Aim of the task
Copy each of the items below line for line, without changing anything.
## Begin Record extracts
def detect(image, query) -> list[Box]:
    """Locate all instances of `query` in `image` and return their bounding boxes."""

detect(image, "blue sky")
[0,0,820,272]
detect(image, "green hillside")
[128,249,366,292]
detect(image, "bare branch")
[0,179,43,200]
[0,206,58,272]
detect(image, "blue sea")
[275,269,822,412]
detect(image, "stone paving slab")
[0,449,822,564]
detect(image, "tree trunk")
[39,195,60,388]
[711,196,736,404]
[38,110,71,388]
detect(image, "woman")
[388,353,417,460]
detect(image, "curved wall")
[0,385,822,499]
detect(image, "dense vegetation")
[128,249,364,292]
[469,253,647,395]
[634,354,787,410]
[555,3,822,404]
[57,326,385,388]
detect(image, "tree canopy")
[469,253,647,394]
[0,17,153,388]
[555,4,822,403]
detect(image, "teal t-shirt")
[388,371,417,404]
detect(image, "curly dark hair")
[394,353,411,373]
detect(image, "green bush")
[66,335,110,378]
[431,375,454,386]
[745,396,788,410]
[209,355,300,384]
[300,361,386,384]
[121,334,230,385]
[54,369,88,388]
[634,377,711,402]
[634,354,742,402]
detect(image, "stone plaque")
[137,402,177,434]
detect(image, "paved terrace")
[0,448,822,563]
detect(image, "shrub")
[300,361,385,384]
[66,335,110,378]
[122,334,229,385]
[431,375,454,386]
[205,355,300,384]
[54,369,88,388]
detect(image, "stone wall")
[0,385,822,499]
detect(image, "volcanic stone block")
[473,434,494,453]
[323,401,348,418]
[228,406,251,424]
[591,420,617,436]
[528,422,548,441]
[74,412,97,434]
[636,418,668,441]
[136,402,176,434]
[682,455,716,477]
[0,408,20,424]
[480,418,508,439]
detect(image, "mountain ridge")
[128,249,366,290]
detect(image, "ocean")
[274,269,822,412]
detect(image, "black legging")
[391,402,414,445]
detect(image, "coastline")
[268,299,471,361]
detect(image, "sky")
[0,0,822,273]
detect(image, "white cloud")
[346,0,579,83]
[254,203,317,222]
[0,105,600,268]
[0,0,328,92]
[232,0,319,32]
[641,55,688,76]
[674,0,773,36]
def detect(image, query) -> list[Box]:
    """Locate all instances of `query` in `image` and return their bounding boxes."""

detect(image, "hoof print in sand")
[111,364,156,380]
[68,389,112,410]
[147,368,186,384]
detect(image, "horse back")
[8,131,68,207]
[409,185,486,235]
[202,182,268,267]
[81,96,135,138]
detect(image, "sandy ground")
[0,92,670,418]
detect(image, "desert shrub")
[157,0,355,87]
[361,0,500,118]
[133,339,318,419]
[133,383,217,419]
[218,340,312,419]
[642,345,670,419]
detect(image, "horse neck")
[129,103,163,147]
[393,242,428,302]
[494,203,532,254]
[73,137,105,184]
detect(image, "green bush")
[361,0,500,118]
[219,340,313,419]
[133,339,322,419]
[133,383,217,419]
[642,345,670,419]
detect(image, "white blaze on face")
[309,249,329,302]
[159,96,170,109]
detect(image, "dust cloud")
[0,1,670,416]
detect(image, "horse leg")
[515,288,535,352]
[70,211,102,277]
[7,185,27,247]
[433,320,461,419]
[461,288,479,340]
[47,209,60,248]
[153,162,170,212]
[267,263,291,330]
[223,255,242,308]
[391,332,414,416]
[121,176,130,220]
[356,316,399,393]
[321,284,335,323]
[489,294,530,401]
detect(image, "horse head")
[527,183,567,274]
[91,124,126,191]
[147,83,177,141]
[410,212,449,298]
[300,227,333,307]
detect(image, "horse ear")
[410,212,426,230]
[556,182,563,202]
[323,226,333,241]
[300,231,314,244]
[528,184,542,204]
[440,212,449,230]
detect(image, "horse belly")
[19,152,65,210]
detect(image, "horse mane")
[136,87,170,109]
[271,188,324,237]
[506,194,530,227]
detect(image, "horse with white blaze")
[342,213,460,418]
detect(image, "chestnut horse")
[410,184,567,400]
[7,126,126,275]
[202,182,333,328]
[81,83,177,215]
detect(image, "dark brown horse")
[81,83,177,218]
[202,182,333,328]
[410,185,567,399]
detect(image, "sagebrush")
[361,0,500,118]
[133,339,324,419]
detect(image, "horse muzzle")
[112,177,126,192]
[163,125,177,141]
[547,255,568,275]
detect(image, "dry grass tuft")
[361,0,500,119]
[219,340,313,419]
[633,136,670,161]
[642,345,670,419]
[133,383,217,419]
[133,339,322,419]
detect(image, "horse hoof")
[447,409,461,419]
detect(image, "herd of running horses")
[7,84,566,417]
## End Record extracts
Output for this exercise
def detect(image, query) -> list[Box]:
    """Locate all instances of `query` in `image` and return their bounding boxes."""

detect(image, "blue sky")
[0,0,820,272]
detect(image, "green hillside")
[128,249,366,292]
detect(image, "bare branch")
[0,179,43,200]
[0,206,58,272]
detect(image, "blue sea")
[275,269,822,412]
detect(image, "stone paving slab")
[0,449,822,564]
detect(image, "tree trunk")
[39,195,60,388]
[711,196,736,404]
[38,110,71,388]
detect(image, "woman")
[388,353,417,460]
detect(image, "curved wall")
[0,385,822,499]
detect(image, "dense vegetation")
[128,249,364,292]
[469,253,647,395]
[634,354,787,410]
[555,3,822,404]
[57,326,385,388]
detect(image, "tree canopy")
[469,253,647,394]
[0,17,153,388]
[555,4,822,403]
detect(image, "teal t-shirt")
[388,371,417,404]
detect(image, "curly dark hair")
[394,353,411,373]
detect(image, "green bush")
[66,335,110,378]
[431,375,454,386]
[745,396,788,410]
[209,355,300,384]
[300,361,386,384]
[121,334,230,385]
[54,369,88,388]
[634,377,711,402]
[634,354,742,402]
detect(image, "stone plaque")
[137,402,177,434]
detect(image, "paved terrace")
[0,448,822,563]
detect(image, "shrub")
[300,361,385,384]
[66,335,110,378]
[122,334,229,385]
[431,375,454,386]
[205,355,300,384]
[54,369,88,388]
detect(image, "stone wall")
[0,385,822,499]
detect(image, "volcanic stone block")
[473,434,494,453]
[323,401,348,418]
[228,406,251,424]
[591,420,617,436]
[528,422,548,441]
[74,412,97,434]
[636,418,668,441]
[136,402,176,434]
[682,455,716,477]
[0,408,20,424]
[480,418,508,439]
detect(image, "mountain ridge")
[128,249,366,290]
detect(image, "ocean")
[274,269,822,412]
detect(image, "black legging")
[391,402,414,445]
detect(image, "coastline")
[268,299,471,361]
detect(image, "sky")
[0,0,822,273]
detect(image, "white cloud")
[346,0,579,83]
[254,203,317,222]
[0,105,600,268]
[0,0,328,92]
[232,0,319,32]
[641,55,688,76]
[674,0,773,36]
def detect(image, query) -> list[Box]:
    """Locate all instances of `query` in `image` and return their bounding boxes."""

detect(image, "hoof print in sand")
[111,364,156,380]
[68,389,112,410]
[147,368,186,384]
detect(image, "horse back")
[8,131,68,207]
[409,185,486,235]
[202,182,268,267]
[81,96,135,138]
detect(image, "sandy ground")
[0,92,670,418]
detect(image, "desert shrub")
[157,0,355,87]
[361,0,500,118]
[133,339,318,419]
[133,383,217,419]
[218,340,312,419]
[642,345,670,419]
detect(image, "horse neck")
[129,103,163,147]
[393,242,428,302]
[494,203,532,254]
[73,137,105,184]
detect(image, "green bush")
[361,0,500,118]
[219,340,313,419]
[133,339,322,419]
[133,383,217,419]
[642,345,670,419]
detect(image, "white blaze on face")
[309,249,329,302]
[159,96,170,109]
detect(image, "dust cloud")
[0,1,670,416]
detect(image, "horse leg")
[515,288,535,352]
[70,211,102,277]
[7,185,27,247]
[433,320,461,419]
[461,288,479,340]
[47,209,60,248]
[153,162,170,212]
[267,263,291,330]
[223,255,242,308]
[391,332,414,416]
[121,176,130,220]
[356,316,399,393]
[321,284,335,323]
[489,294,530,401]
detect(image, "horse head")
[527,183,567,274]
[91,124,126,191]
[147,83,177,141]
[410,212,449,298]
[300,227,333,307]
detect(image, "horse ear")
[410,212,426,230]
[556,182,563,202]
[323,226,333,241]
[300,231,314,244]
[528,184,542,204]
[440,212,449,230]
detect(image, "horse belly")
[19,152,65,210]
detect(image, "horse mane")
[136,87,170,109]
[271,188,324,237]
[506,194,530,227]
detect(image, "horse with white blaze")
[342,213,460,418]
detect(image, "chestnut horse")
[410,184,567,400]
[7,126,126,275]
[202,182,333,328]
[81,83,177,215]
detect(image, "dark brown horse")
[81,83,177,218]
[202,182,333,328]
[410,185,567,399]
detect(image, "sagebrush")
[361,0,500,118]
[133,339,324,419]
detect(image, "horse muzzle")
[112,177,126,192]
[163,125,177,141]
[547,255,568,275]
detect(image, "dry grass tuft")
[361,0,500,119]
[219,340,313,419]
[633,136,670,161]
[642,345,670,419]
[133,383,217,419]
[133,339,322,419]
detect(image, "horse hoof")
[447,409,461,419]
detect(image, "herd of running horses")
[7,84,566,417]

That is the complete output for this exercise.